● **BLOC DE TEXTE**:
****************************************

Tu racontes cette scène.

Nesrine

Voilà.

Et j’ai toujours dit… Enfin, j’allais voir mes profs et je leur disais « mais c’est pas normal qu’eux, ils puissent prendre trois quarts de la cour et nous on se retrouve avec la corde à sauter, tu sais, dans notre petit mètre carré ». Et c’est comme ça que je me suis découverte féministe. Mais je voyais bien que ça dérangeait qu’une fille de ma classe sociale, de mes origines, puisse en fait avoir une revendication féministe. Comme si j’étais pas comme toutes les femmes en fait et qu’on n’était pas… On ne vivait pas la même chose. Et donc par exemple, Alisha, ce qu’elle a vécu, la partie de divulgation de photos intimes, ça n’a pas été tant dit que ça dans les médias. D’ailleurs, c’est marrant parce que c’est la même chose dans la série Adolescence.

D’ailleurs, il y a beaucoup de gens qui l’ont mal comprise la série en disant « il est victime de harcèlement, elle l’insulte ». Non, elle se défend parce qu’elle est victime de divulgation de photos intimes. Il s’est rendu coupable de pédocriminalité. C’est ça la divulgation de photos intimes de mineurs sur Internet. C’est ce qui m’a frappée moi dans la réaction. C’est pour ça que j’ai fait une vidéo aussi pour expliquer un peu la série et pour donner des clés de compréhension. Parce que systématiquement, il y a toujours eu quelque chose de l’ordre de « le pauvre ». Il a fait ça parce qu’il était harcelé, ça pose la question du harcèlement scolaire. Non, c’est elle qui a été harcelée. La divulgation de photos intimes, c’est du harcèlement. Et c’est exactement la même dynamique dans Alisha. C’est totalement passé… c’est comme si c’était pas grand chose, alors que c’est quand même… 

Clémentine

C’est l’élément déclencheur…

Nesrine

C’est l’élément déclencheur de la violence et c’est même le premier acte d’humiliation. Le premier acte d’humiliation, c’est d’abord de montrer son corps au reste de la classe. C’est le premier acte d’humiliation. C’est passé sous silence et comme ça, ça devient un truc de dispute de couple, dispute amourette d’adolescents. Et c’est pour ça que je dis que c’est compliqué pour… En fait, c’est compliqué pour toutes les femmes, mais ça peut l’être encore plus dans ces espaces-là, parce qu’on les reconnaît même pas comme des femmes. C’est-à-dire que c’est un truc d’ado, c’est un truc de pauvre… Un dénigrement des dynamiques. Et c’est pour ça que j’étais très contente que tu m’invites pour parler du livre et de la série, parce que ça rend la chose systémique.

C’est-à-dire que ça n’a pas d’origine sociale, ça n’a pas d’appartenance ethnique. C’est quelque chose qu’on vit toutes, peu importe le milieu dans lequel on évolue et on fréquente les uns et les autres.

Clémentine

Oui, parce que c’est vrai que dans Adolescence, c’est une jeune fille blanche. On ne voit pas trop, mais on comprend bien que ce n’est pas lié.

****************************************

● **LIGNES DE DONNÉES**:
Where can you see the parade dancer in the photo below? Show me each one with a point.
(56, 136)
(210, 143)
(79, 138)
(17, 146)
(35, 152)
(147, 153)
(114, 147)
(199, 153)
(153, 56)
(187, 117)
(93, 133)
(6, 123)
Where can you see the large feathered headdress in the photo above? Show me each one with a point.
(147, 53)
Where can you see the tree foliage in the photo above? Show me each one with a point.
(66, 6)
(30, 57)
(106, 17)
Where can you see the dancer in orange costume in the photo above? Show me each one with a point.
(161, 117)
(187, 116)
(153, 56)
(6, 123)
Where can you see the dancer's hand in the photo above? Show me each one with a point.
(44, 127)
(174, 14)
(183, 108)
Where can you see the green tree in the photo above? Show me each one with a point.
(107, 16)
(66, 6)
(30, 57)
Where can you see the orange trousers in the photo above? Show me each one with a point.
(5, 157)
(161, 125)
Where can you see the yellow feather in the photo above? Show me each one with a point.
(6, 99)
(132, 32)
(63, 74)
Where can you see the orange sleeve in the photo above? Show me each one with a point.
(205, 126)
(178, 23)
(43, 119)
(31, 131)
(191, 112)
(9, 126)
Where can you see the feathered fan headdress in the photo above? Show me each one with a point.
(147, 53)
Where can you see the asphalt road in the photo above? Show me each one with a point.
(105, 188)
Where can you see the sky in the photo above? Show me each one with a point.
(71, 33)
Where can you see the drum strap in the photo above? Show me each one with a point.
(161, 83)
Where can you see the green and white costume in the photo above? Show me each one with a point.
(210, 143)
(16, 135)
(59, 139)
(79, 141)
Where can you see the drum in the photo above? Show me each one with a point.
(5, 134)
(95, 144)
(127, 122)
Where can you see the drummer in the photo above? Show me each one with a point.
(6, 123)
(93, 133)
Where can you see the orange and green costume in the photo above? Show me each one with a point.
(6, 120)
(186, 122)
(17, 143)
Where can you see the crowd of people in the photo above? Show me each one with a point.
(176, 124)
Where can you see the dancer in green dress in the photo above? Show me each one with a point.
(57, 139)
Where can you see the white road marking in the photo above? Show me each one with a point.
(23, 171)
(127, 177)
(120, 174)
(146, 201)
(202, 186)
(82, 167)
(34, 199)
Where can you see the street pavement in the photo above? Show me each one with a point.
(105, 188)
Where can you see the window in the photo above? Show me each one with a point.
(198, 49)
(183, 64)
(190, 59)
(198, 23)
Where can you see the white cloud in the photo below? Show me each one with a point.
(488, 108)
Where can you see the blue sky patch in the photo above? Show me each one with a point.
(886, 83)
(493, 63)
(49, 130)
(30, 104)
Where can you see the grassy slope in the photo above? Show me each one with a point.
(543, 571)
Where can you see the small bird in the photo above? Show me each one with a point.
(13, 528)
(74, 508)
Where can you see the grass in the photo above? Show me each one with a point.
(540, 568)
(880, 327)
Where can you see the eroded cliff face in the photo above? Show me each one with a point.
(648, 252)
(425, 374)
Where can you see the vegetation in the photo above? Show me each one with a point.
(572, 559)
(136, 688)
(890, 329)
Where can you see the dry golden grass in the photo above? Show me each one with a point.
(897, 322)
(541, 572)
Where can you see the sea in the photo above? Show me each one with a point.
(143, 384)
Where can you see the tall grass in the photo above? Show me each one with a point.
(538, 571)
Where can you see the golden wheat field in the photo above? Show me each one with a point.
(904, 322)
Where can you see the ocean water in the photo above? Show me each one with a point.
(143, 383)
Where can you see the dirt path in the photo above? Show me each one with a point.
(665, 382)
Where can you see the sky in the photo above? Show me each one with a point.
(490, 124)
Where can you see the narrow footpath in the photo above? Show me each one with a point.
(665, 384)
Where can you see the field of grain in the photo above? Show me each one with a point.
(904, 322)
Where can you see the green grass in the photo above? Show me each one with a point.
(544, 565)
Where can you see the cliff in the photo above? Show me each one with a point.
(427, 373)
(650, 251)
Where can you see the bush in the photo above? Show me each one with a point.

****************************************

● **CONSIGNE DONNÉE**: Donnez, s'il vous plaît, la suite de la conversation sur le féminisme et la série Adolescence, à partir de sa dernière réplique.

● **RÉPONSE À LA CONSIGNE**:
Nesrine

Et puis moi, j’aimais bien aussi l’idée de faire un livre qui parle de ces dynamiques-là avec des femmes, effectivement, avec des origines ethniques, notamment marocaines. Elles sont toutes les deux marocaines, ce qui n’est pas le cas d’Alisha dans la vraie vie. Mais parce que je voulais que ça devienne un message universel. C’est-à-dire, l’effet qu’elle soit issue de l’immigration, ce n’est qu’un détail, en fait. C’est important dans leur identité, mais elles évoluent dans la société.

Clémentine

C’est des jeunes filles, des adolescentes, c’est clair.

Nesrine

Exactement. Et en gros, ça peut arriver à n’importe quelle fille, peu importe son origine sociale, peu importe ses origines éthiques. C’était un peu le message que je voulais passer, mais je voulais un peu respecter aussi, ça c’est ma partie journalistique, Et ce que je te disais aussi au début, c’est que j’ai un attachement avec les milieux populaires et avec l’effet de bien les raconter. Et j’ai été aussi un peu fascinée par l’histoire d’Argenteuil, de cette ville. C’est ce que je raconte aussi dans mon livre, je fais toute une partie parce que j’ai rencontré les habitants d’un quartier populaire, je suis allée sur place, j’ai fait des interviews. Le quartier HLM dont tu parles où on voit la Tour Eiffel, mais c’est un quartier qui s’appelle La Banane qui existe vraiment.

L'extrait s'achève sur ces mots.